• _Required work_
Copy out everything from the start of the items below down to and including the line containing "pixel 358 177", exactly as it appears, and leave the pictures out of your answer.

* * *

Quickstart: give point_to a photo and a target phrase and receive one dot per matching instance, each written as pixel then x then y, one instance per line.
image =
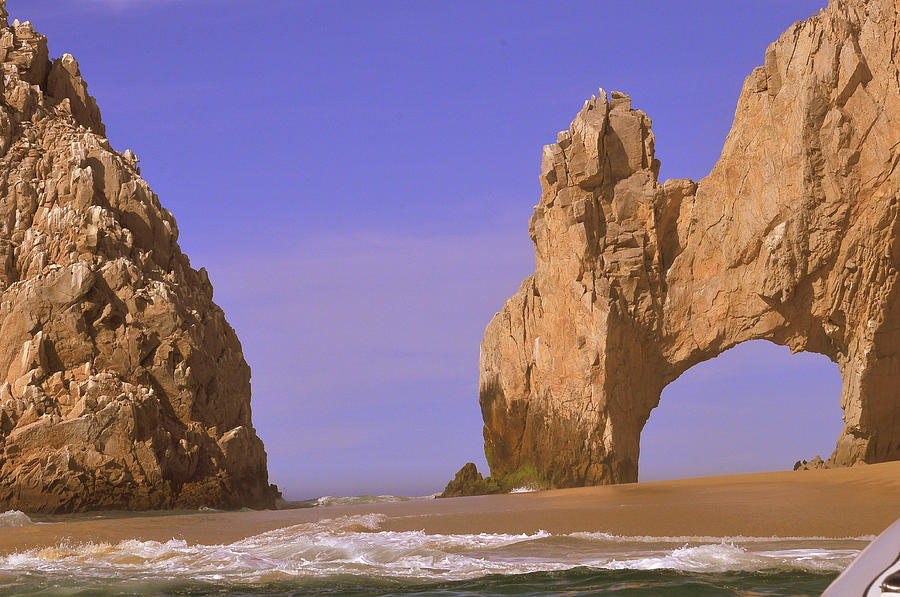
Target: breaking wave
pixel 355 546
pixel 14 518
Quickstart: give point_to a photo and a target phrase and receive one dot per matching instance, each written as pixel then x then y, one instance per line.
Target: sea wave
pixel 355 500
pixel 14 518
pixel 356 546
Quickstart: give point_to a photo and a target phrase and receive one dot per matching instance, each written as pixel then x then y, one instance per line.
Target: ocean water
pixel 351 555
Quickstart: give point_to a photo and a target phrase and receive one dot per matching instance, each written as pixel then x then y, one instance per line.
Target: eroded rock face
pixel 121 383
pixel 793 237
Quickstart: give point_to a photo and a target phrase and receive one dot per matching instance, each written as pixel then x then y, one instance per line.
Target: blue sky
pixel 357 177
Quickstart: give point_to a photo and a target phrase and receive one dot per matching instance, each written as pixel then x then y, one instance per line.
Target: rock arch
pixel 755 407
pixel 791 238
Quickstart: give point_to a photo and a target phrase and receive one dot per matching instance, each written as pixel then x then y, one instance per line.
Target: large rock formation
pixel 793 237
pixel 121 383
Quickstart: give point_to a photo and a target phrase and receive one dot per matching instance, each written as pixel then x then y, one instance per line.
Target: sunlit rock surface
pixel 121 383
pixel 793 238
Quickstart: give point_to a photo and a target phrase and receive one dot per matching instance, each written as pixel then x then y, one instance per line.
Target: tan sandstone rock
pixel 793 237
pixel 121 383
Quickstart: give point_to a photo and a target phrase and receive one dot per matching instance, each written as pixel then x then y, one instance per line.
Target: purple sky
pixel 358 177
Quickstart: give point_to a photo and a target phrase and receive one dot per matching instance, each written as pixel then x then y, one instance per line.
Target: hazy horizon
pixel 358 178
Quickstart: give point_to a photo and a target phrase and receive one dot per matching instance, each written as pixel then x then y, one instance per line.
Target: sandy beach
pixel 848 502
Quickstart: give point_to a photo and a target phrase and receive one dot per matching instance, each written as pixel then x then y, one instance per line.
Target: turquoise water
pixel 351 555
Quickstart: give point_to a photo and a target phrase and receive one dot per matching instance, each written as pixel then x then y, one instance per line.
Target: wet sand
pixel 849 502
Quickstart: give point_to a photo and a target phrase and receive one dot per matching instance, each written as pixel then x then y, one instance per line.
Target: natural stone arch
pixel 792 238
pixel 755 407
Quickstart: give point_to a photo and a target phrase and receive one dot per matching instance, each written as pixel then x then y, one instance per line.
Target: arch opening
pixel 753 408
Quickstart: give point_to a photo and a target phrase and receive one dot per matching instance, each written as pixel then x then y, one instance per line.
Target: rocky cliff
pixel 793 237
pixel 121 383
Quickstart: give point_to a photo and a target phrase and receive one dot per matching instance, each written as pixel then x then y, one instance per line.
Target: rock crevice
pixel 793 238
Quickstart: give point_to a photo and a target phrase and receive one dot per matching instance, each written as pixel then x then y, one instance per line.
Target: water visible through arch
pixel 755 407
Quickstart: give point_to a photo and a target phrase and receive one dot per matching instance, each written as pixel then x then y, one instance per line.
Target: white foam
pixel 712 539
pixel 353 500
pixel 14 518
pixel 355 545
pixel 725 557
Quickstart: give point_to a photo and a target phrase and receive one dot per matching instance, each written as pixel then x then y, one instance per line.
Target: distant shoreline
pixel 834 503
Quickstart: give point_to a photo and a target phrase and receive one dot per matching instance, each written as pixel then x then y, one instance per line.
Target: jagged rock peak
pixel 121 384
pixel 793 237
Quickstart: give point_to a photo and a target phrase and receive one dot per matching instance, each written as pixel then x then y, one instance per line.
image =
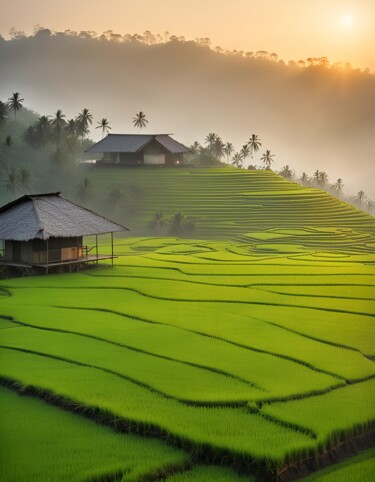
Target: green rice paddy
pixel 246 355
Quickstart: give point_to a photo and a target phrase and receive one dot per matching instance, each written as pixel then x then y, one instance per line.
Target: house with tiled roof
pixel 139 150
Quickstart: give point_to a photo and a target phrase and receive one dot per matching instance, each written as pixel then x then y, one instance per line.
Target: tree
pixel 254 144
pixel 140 120
pixel 58 124
pixel 176 224
pixel 237 160
pixel 15 103
pixel 360 197
pixel 195 148
pixel 245 152
pixel 83 122
pixel 83 190
pixel 25 180
pixel 304 179
pixel 3 113
pixel 38 134
pixel 12 184
pixel 228 150
pixel 323 178
pixel 286 172
pixel 157 223
pixel 210 139
pixel 267 159
pixel 217 148
pixel 338 186
pixel 104 126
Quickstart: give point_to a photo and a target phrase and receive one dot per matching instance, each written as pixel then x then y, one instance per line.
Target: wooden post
pixel 112 247
pixel 96 247
pixel 47 258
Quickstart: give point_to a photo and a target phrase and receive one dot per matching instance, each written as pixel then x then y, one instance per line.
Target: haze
pixel 309 118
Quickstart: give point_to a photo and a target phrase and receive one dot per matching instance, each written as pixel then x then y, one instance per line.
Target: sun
pixel 346 21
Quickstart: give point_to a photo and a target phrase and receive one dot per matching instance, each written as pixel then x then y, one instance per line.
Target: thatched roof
pixel 43 216
pixel 132 143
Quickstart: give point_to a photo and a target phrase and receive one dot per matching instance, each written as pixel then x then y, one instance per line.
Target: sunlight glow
pixel 346 21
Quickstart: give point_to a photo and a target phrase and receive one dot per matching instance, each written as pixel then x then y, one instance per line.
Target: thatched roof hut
pixel 46 230
pixel 140 149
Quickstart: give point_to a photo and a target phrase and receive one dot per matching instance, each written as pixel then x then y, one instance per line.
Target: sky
pixel 342 30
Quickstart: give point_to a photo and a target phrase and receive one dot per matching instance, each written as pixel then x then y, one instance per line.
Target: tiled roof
pixel 135 142
pixel 44 216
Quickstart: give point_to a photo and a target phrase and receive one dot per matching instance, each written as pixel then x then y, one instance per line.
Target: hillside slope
pixel 225 202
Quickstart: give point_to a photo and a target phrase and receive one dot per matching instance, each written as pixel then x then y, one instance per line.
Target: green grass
pixel 331 414
pixel 357 469
pixel 42 443
pixel 239 354
pixel 224 430
pixel 227 202
pixel 209 474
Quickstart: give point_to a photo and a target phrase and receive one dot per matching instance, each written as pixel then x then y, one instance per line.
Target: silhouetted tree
pixel 267 159
pixel 157 223
pixel 83 190
pixel 245 152
pixel 83 122
pixel 286 172
pixel 237 160
pixel 58 124
pixel 228 150
pixel 254 144
pixel 104 126
pixel 3 113
pixel 140 120
pixel 304 179
pixel 15 103
pixel 338 186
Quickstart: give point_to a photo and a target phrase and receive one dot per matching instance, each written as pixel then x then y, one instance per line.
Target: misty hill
pixel 226 203
pixel 314 117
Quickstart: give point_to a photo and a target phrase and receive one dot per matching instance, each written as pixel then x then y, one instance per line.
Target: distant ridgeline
pixel 227 203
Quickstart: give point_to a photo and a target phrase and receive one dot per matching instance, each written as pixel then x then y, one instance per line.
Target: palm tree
pixel 58 124
pixel 316 176
pixel 83 122
pixel 195 148
pixel 25 180
pixel 360 196
pixel 104 126
pixel 12 184
pixel 84 190
pixel 304 179
pixel 140 120
pixel 245 152
pixel 228 150
pixel 286 172
pixel 3 113
pixel 210 139
pixel 267 159
pixel 157 223
pixel 176 224
pixel 15 103
pixel 323 178
pixel 71 130
pixel 237 160
pixel 217 148
pixel 8 143
pixel 254 144
pixel 338 186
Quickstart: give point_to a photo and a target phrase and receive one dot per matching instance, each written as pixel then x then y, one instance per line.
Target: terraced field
pixel 231 354
pixel 228 202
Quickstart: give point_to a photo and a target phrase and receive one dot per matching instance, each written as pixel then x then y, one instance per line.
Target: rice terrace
pixel 242 353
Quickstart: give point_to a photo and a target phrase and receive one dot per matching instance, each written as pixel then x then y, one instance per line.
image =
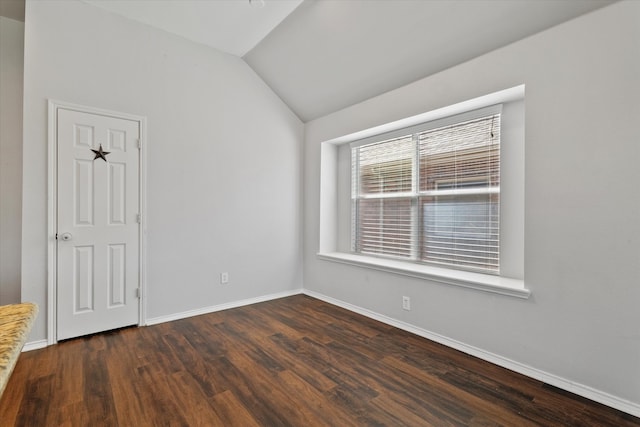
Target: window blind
pixel 431 196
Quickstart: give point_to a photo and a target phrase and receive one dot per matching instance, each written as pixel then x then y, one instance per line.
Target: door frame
pixel 52 202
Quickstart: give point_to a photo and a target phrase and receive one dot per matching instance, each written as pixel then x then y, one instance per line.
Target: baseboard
pixel 220 307
pixel 554 380
pixel 35 345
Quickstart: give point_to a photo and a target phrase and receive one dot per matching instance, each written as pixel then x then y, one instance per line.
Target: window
pixel 431 194
pixel 424 205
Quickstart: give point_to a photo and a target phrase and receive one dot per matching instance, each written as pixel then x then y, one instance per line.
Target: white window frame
pixel 332 229
pixel 415 193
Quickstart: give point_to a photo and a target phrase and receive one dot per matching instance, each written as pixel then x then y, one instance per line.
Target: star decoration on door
pixel 100 153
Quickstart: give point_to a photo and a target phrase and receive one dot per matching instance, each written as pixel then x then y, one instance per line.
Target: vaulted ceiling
pixel 321 56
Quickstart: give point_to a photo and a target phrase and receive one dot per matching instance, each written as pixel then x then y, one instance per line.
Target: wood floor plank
pixel 295 361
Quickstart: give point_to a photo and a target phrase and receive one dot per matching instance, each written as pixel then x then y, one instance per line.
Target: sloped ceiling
pixel 321 56
pixel 329 54
pixel 232 26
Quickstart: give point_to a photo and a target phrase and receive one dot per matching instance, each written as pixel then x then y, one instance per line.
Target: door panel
pixel 98 237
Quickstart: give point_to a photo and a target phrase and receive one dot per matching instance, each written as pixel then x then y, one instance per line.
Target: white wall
pixel 223 156
pixel 582 229
pixel 11 69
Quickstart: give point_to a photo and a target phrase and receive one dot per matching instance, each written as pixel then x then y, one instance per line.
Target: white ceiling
pixel 330 54
pixel 321 56
pixel 232 26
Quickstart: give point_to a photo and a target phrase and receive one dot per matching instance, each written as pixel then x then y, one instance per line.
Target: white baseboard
pixel 220 307
pixel 554 380
pixel 35 345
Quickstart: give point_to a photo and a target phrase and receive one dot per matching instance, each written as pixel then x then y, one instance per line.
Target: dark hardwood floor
pixel 294 361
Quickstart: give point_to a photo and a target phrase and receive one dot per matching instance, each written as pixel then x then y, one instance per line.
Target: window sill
pixel 466 279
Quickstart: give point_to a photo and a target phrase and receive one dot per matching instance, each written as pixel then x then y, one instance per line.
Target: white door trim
pixel 52 198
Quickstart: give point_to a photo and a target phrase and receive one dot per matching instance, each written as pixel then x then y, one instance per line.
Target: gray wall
pixel 224 156
pixel 582 233
pixel 11 71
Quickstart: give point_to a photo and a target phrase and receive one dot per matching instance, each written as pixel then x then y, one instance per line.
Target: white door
pixel 98 245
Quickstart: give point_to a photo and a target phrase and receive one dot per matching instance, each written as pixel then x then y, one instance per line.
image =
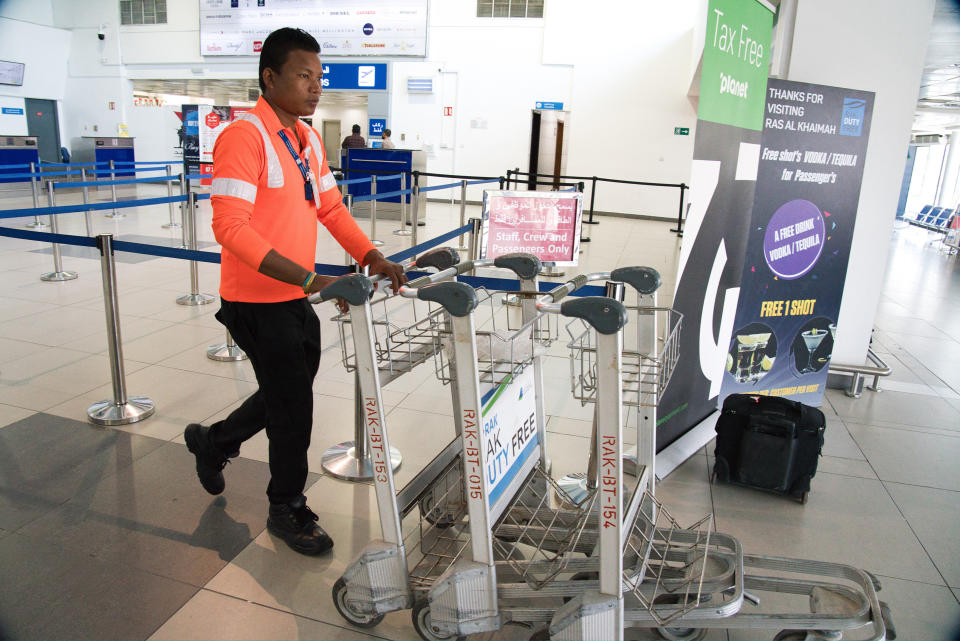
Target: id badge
pixel 310 189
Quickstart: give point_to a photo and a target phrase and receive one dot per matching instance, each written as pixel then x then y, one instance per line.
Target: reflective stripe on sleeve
pixel 327 182
pixel 274 170
pixel 234 187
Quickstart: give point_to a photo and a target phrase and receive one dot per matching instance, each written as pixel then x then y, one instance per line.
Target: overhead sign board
pixel 545 224
pixel 342 27
pixel 355 77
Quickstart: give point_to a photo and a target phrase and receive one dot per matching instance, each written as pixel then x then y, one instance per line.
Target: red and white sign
pixel 545 224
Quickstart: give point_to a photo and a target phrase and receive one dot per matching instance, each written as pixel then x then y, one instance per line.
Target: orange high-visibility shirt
pixel 259 204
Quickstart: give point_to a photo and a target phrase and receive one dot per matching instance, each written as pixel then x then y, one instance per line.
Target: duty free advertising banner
pixel 808 186
pixel 733 83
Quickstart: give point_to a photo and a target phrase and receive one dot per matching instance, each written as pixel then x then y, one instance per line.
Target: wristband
pixel 307 281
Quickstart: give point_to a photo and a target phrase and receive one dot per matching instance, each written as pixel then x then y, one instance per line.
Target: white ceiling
pixel 938 105
pixel 233 90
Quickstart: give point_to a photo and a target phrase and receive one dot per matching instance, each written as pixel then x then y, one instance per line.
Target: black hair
pixel 279 44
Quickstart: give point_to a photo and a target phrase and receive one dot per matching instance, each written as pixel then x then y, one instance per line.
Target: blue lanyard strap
pixel 304 170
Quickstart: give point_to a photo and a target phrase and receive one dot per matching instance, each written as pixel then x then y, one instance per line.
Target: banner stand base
pixel 672 456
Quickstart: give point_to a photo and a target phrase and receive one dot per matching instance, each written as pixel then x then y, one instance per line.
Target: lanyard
pixel 304 169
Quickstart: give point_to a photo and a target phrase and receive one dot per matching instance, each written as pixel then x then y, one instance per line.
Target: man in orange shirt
pixel 271 184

* * *

• _Solution for this task_
Quickstart: give point_to a photo and a target phrase and receive one dot per matching instance, each written as pixel then x then y, one instance per line.
image =
Target: breaking wave
pixel 355 546
pixel 14 518
Quickstart: give point_to a photo and a target phrase and receive one dot per matching instance, each written as pixel then x then y, one instance per line.
Target: sea wave
pixel 355 500
pixel 14 518
pixel 356 546
Quickstart: give point_to a photo and a target phrase and receive one dot per matching instance, each written as pixel then x then y, one instance per line.
Target: ocean water
pixel 351 555
Quickstart: give point_to a photo and a target phrase and receive one dot per matching instance, each written as pixel then x then y, one instance per line.
Target: eroded rock face
pixel 121 383
pixel 793 237
Quickstart: give point_to a photo and a target phrase and receive one dot per matching instance, each written as pixel then x then y, one instance per line.
Target: blue sky
pixel 357 177
Quickstart: give point_to a photo and a target phrase and receive one dot per matching instance, each written as pixel then x then y, one instance per line.
Target: rock arch
pixel 755 407
pixel 791 238
Quickstart: give point_to a photo and a target phrase and receive one dot per matching instance, each written as pixel then x then y, one instance per line.
Target: large rock formation
pixel 793 237
pixel 121 383
Quickstart: give point_to a photo and a target phrase and receive one dot per matching instance, each written as pixel then x then y, one instance per line.
Target: sunlit rock surface
pixel 121 383
pixel 793 238
Quickstart: give point_to a photo and a target phrase and receive one dot per matching instance, each written as pixel then x then y, one instance per line.
Target: tan sandstone rock
pixel 793 237
pixel 121 383
Quickstart: give point_to a photo and a target phrase and receive one dot per matching instance, each written as pixel then x then y, one instance per line.
Target: purple sky
pixel 358 177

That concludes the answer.